:: Text segment ::
# Bruce Springsteen - Hamilton 10-21-12 (Photo)



## GuitarsCanada (Dec 30, 2005)

At the soundboard for this shoot, so best that we could do


----------



## hollowbody (Jan 15, 2008)

nice pics, Scott! It was a great show!!


----------



## fretboard (May 31, 2006)

Great shots, Scott.

Sorry we couldn't hook up before the show - but thanks for delaying Bruce coming out until we were in the arena. Think we got to our seats at 8:23 and he came out at 8:24... 

Copps Coliseum 10/21/12

My Love Will Not Let You Down
Out in the Street
Hungry Heart
We Take Care of Our Own
Wrecking Ball
Death to My Hometown
My City of Ruins
Spirit in the Night
Does This Bus Stop at 82nd Street?
Jack of All Trades
Trapped
I'm Goin' Down
She's the One
Because the Night
Working on the Highway
Shackled and Drawn
Waitin' on a Sunny Day
Terry’s Song (3rd time ever performed live)
The Rising
Badlands
Land of Hope and Dreams
* * *
I'm a Rocker
Born to Run
Rosalita (Come Out Tonight)
Dancing in the Dark
Tenth Avenue Freeze-out


----------



## blam (Feb 18, 2011)

great shots, scott. turned out really well for the distance you were at.


----------



## GuitarsCanada (Dec 30, 2005)

fretboard said:


> Great shots, Scott.

:: Required work ::
Reproduce verbatim the stretch of the Springsteen concert thread from "nice pics, Scott!" through "out at 8:24...".

:: Given records ::
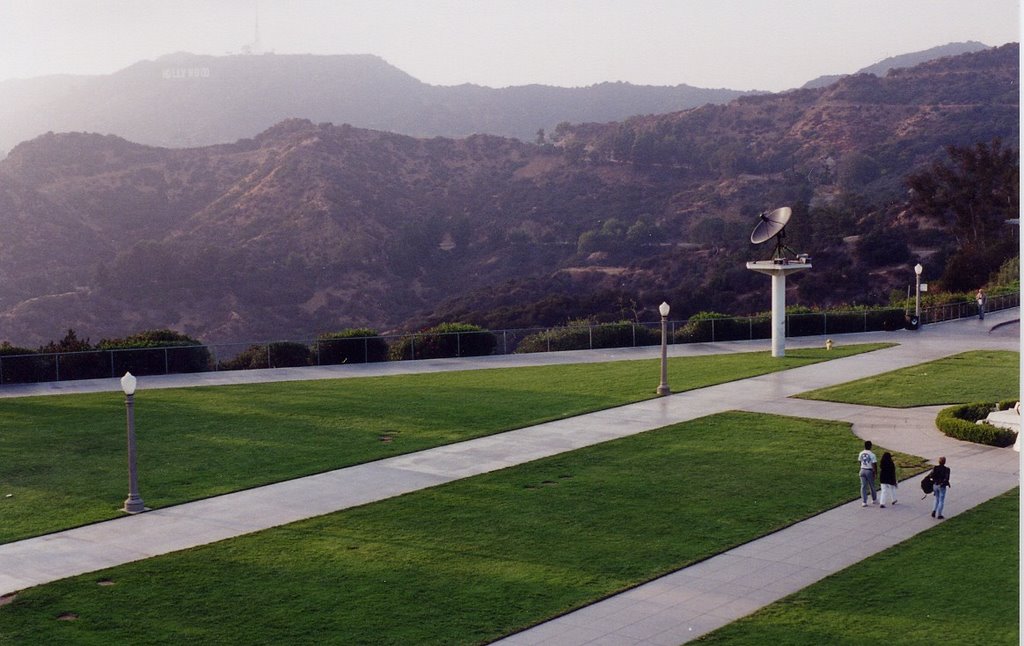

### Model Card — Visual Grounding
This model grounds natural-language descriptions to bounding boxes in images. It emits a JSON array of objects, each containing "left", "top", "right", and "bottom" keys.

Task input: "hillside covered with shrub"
[{"left": 0, "top": 45, "right": 1019, "bottom": 345}]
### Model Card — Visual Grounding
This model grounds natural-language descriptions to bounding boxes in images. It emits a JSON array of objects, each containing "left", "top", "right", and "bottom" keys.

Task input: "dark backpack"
[{"left": 921, "top": 473, "right": 935, "bottom": 494}]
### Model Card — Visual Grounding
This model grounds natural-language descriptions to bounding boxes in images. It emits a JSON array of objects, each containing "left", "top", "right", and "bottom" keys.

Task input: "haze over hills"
[
  {"left": 0, "top": 44, "right": 1019, "bottom": 345},
  {"left": 0, "top": 53, "right": 743, "bottom": 153},
  {"left": 803, "top": 40, "right": 988, "bottom": 88},
  {"left": 0, "top": 43, "right": 985, "bottom": 156}
]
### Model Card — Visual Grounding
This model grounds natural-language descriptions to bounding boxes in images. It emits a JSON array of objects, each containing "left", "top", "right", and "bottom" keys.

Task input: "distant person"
[
  {"left": 932, "top": 458, "right": 949, "bottom": 519},
  {"left": 857, "top": 440, "right": 879, "bottom": 507},
  {"left": 879, "top": 450, "right": 898, "bottom": 509}
]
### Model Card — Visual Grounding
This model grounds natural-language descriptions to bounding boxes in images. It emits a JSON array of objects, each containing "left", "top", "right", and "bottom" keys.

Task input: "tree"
[{"left": 907, "top": 139, "right": 1020, "bottom": 290}]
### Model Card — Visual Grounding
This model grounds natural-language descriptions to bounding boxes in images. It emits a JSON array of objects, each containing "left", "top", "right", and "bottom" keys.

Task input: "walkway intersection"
[{"left": 0, "top": 308, "right": 1020, "bottom": 646}]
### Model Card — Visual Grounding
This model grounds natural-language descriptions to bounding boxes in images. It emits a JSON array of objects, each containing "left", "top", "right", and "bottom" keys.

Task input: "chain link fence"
[{"left": 0, "top": 293, "right": 1020, "bottom": 386}]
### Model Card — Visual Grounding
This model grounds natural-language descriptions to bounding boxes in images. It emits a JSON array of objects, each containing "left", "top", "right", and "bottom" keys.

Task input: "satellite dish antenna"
[{"left": 751, "top": 207, "right": 793, "bottom": 259}]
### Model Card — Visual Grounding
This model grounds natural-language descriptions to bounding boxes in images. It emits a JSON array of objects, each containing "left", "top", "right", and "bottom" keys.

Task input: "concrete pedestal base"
[{"left": 746, "top": 258, "right": 811, "bottom": 356}]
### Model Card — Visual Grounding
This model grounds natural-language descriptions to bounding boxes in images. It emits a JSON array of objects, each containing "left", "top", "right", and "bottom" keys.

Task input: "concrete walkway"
[{"left": 0, "top": 309, "right": 1020, "bottom": 645}]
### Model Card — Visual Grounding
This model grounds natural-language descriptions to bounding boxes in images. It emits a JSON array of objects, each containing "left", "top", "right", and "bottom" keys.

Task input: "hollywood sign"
[{"left": 161, "top": 68, "right": 210, "bottom": 79}]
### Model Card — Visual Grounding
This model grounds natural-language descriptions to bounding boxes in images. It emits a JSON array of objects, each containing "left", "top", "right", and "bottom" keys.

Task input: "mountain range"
[
  {"left": 0, "top": 53, "right": 743, "bottom": 152},
  {"left": 0, "top": 44, "right": 1019, "bottom": 344},
  {"left": 0, "top": 42, "right": 985, "bottom": 156}
]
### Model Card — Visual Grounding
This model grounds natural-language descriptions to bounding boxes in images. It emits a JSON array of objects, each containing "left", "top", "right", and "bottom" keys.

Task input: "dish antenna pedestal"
[{"left": 746, "top": 207, "right": 811, "bottom": 356}]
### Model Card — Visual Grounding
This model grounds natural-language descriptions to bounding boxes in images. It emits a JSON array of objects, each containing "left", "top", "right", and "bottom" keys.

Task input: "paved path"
[{"left": 0, "top": 309, "right": 1019, "bottom": 645}]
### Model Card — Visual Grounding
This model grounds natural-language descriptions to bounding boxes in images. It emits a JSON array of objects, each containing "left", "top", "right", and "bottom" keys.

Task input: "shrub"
[
  {"left": 673, "top": 312, "right": 771, "bottom": 343},
  {"left": 97, "top": 330, "right": 211, "bottom": 376},
  {"left": 935, "top": 402, "right": 1017, "bottom": 446},
  {"left": 390, "top": 322, "right": 498, "bottom": 359},
  {"left": 316, "top": 328, "right": 388, "bottom": 365},
  {"left": 0, "top": 341, "right": 49, "bottom": 384},
  {"left": 39, "top": 330, "right": 111, "bottom": 381},
  {"left": 515, "top": 320, "right": 662, "bottom": 353},
  {"left": 220, "top": 341, "right": 310, "bottom": 370}
]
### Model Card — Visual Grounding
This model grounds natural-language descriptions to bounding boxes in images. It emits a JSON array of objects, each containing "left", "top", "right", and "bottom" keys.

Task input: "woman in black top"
[
  {"left": 932, "top": 458, "right": 949, "bottom": 518},
  {"left": 879, "top": 451, "right": 896, "bottom": 508}
]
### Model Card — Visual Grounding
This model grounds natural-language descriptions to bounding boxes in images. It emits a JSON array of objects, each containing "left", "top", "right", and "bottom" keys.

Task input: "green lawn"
[
  {"left": 0, "top": 413, "right": 934, "bottom": 645},
  {"left": 799, "top": 350, "right": 1020, "bottom": 408},
  {"left": 0, "top": 344, "right": 891, "bottom": 543},
  {"left": 700, "top": 489, "right": 1020, "bottom": 646}
]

:: Answer below ::
nice pics, Scott! It was a great show!!


----------



## fretboard (May 31, 2006)

Great shots, Scott.

Sorry we couldn't hook up before the show - but thanks for delaying Bruce coming out until we were in the arena. Think we got to our seats at 8:23 and he came out at 8:24...